▶ **Problem details**
In the records below, find the line that contains "In this exercise you will locate the blue". Retype that line and all the lines after it through the end, leaving out the pictures.

▶ **Material provided**
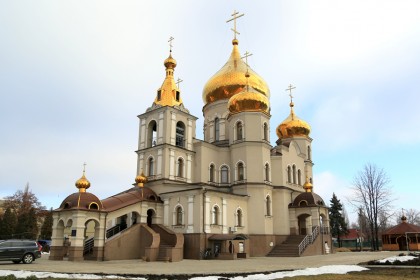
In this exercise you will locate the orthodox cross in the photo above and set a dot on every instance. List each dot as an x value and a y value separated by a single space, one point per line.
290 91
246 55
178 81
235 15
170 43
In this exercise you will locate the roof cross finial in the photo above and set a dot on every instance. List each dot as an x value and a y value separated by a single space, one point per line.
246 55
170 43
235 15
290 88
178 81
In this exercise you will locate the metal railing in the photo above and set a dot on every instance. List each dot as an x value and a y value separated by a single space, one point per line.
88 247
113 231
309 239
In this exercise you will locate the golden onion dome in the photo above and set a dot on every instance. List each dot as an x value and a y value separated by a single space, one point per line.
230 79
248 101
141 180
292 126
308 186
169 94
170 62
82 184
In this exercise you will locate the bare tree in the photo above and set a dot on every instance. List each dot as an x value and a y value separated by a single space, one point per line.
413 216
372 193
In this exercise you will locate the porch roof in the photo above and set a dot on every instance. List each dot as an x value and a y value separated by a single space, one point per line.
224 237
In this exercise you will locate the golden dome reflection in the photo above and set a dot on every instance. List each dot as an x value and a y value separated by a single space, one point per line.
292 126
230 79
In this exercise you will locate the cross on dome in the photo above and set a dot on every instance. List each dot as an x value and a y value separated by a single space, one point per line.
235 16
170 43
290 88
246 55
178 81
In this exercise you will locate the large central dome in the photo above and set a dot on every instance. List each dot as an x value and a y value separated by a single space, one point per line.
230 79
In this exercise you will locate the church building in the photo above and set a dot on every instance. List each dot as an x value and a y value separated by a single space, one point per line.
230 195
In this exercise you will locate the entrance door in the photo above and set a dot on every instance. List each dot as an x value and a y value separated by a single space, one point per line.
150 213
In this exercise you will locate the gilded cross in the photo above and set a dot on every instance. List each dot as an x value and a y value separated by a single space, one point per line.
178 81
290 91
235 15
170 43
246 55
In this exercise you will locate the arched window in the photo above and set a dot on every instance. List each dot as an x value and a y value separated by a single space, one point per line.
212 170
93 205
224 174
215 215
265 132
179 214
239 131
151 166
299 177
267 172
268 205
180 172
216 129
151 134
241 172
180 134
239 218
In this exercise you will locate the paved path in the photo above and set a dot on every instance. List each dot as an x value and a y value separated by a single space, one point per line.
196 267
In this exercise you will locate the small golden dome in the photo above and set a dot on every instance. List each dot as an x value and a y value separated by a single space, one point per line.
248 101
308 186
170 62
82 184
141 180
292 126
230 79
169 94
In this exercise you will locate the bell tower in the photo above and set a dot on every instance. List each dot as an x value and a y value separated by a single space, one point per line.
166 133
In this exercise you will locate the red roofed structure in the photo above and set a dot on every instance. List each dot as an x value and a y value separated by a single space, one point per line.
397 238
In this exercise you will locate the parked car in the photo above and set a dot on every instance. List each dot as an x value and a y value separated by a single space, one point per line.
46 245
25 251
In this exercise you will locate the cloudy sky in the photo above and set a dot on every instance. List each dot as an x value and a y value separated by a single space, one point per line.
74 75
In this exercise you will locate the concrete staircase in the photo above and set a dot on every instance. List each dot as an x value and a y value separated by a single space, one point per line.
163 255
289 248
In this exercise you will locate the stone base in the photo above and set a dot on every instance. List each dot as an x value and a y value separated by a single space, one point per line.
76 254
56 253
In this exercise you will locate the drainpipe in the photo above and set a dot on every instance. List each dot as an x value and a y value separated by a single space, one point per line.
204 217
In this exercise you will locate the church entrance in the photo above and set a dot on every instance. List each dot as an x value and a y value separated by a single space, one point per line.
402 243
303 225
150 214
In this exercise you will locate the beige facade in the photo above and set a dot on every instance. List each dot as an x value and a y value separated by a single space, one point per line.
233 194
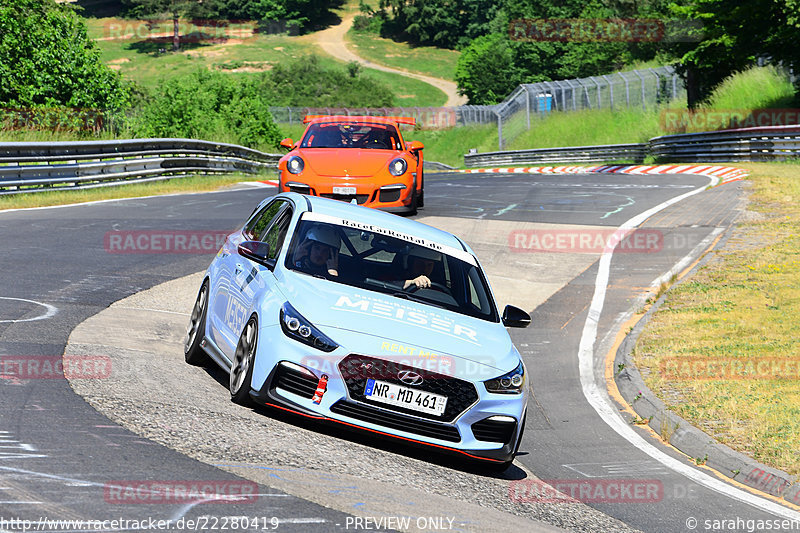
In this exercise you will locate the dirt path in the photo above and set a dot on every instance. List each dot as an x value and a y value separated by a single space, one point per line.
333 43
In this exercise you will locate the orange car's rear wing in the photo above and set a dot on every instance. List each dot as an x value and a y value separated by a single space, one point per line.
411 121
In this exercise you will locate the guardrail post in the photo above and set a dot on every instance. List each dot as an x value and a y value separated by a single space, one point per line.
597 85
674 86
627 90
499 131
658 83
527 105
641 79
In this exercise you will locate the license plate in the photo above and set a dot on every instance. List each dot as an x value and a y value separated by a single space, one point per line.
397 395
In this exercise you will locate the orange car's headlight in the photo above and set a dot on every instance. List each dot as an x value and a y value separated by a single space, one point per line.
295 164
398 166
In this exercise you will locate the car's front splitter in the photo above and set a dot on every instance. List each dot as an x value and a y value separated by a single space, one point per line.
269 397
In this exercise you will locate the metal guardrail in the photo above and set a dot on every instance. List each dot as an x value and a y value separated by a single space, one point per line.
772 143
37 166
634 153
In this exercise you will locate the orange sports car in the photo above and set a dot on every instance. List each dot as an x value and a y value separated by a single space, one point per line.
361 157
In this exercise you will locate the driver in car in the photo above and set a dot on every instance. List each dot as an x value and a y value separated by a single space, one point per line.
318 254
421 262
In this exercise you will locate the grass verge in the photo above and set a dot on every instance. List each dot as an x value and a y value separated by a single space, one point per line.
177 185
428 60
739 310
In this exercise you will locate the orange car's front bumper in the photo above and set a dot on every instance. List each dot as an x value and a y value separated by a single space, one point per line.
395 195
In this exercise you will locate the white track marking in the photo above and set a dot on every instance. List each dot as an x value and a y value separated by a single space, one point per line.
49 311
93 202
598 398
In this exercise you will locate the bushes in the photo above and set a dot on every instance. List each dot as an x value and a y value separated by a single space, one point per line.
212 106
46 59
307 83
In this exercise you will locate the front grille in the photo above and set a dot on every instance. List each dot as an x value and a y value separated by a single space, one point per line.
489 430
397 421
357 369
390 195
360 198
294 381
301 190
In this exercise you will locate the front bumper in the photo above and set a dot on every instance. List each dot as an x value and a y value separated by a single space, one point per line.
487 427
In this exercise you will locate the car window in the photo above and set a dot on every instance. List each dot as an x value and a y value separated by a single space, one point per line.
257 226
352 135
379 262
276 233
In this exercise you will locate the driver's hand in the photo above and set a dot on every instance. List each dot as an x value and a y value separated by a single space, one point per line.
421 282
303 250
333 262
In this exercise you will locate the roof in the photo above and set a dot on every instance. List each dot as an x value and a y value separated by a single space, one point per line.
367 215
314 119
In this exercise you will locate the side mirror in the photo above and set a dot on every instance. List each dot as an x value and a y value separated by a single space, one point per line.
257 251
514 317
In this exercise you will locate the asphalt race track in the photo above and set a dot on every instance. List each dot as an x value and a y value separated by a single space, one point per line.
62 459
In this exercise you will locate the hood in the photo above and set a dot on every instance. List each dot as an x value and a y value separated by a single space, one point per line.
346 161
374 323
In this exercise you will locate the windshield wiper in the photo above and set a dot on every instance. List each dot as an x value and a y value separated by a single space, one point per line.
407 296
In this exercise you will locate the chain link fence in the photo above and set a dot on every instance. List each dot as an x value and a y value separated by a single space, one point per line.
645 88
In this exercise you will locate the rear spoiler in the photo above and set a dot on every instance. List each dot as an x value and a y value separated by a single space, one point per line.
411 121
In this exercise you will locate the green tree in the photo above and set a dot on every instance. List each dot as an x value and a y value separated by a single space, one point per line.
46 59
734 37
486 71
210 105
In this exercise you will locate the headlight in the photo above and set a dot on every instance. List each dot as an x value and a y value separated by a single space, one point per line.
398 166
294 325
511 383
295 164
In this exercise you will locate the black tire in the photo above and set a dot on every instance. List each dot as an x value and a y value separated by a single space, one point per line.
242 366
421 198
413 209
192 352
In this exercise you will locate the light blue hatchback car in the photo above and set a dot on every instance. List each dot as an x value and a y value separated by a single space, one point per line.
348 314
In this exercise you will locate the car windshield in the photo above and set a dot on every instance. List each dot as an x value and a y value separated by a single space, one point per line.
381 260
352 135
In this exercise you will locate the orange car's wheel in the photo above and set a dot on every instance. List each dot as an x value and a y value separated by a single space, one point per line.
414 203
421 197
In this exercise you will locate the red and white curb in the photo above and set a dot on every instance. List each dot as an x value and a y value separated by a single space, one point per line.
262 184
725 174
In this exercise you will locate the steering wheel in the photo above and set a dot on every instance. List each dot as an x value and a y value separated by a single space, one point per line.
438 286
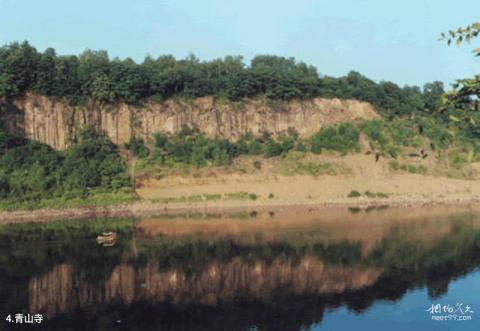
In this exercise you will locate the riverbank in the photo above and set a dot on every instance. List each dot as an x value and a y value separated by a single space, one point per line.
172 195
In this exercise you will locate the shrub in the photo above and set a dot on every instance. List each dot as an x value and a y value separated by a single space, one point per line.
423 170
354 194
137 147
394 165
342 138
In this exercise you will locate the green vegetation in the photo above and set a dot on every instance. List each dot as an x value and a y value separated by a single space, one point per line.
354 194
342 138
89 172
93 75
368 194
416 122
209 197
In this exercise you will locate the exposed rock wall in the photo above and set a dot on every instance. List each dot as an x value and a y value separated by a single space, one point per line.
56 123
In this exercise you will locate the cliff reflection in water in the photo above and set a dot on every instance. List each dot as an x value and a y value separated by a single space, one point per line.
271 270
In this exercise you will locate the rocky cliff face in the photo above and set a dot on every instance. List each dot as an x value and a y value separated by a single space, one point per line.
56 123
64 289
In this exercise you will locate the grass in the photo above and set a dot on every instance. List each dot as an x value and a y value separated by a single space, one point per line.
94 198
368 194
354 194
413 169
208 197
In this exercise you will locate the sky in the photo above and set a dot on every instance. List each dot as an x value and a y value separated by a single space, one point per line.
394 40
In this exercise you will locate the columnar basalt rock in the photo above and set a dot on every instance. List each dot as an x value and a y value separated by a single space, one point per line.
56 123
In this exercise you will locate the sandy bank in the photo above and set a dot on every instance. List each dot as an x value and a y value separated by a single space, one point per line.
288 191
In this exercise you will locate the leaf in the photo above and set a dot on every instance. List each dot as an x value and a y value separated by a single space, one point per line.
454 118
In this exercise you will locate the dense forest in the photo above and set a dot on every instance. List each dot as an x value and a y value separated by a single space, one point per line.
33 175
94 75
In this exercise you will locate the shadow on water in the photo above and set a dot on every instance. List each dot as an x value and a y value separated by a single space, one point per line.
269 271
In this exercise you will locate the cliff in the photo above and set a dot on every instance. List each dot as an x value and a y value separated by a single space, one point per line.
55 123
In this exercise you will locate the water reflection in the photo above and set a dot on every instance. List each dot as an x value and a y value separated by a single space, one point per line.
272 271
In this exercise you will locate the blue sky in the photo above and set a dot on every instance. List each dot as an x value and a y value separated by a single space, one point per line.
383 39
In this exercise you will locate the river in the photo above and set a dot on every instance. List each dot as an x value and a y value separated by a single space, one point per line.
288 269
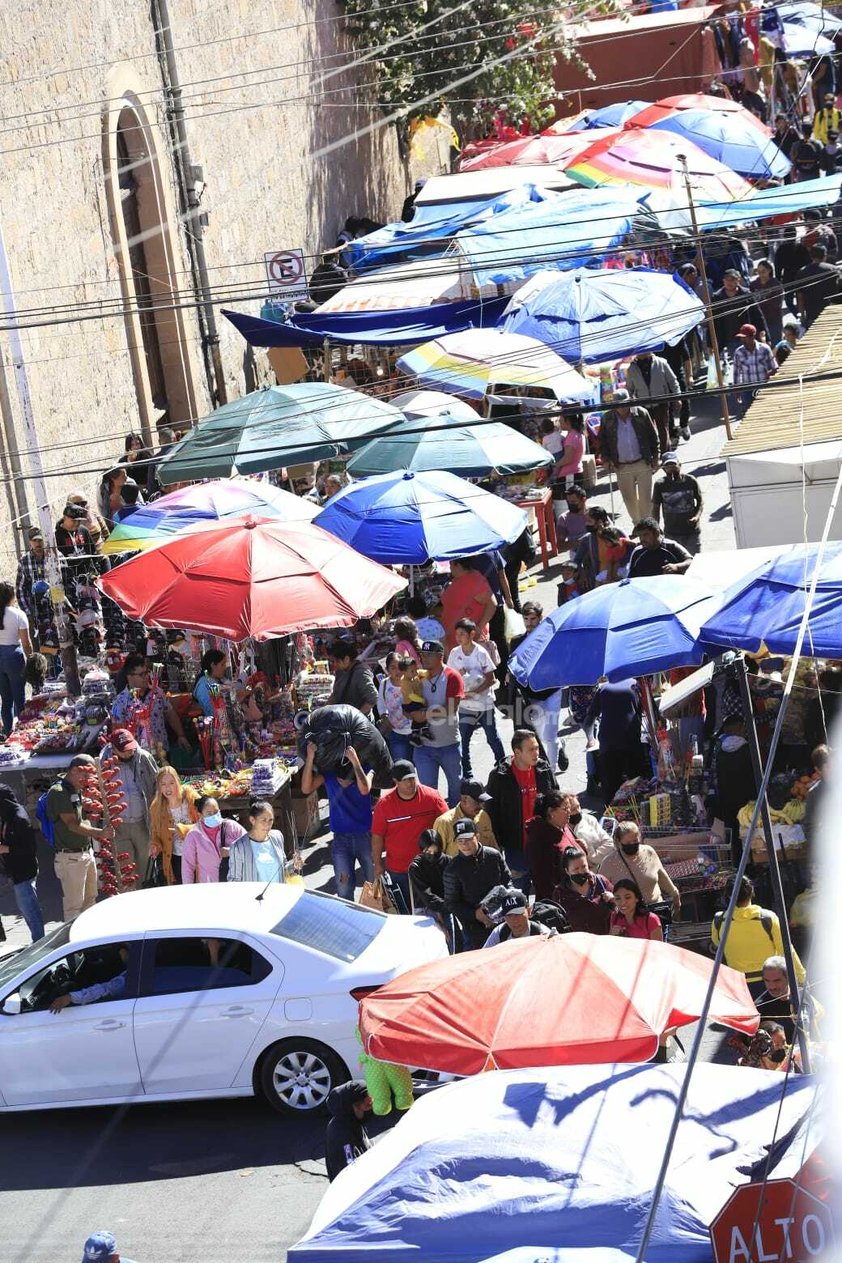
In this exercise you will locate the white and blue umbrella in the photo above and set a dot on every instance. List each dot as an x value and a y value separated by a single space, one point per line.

▶ **Result**
In this exercise you will locate the blue sky in the photo above and set a dot on every instance. List each dot as an x value and a y value separated by a single space, one point per line.
383 39
In this exercise you will locate the river in the photo above and set a dot on every instance. List each dot as an x value and a y value separated by a single space, one point per line.
288 269
In this exercise you will locate the white and blue umbrella in the photo above and set a dot on every instance. List each dot as an x value and a y value separated by a single space, one point per line.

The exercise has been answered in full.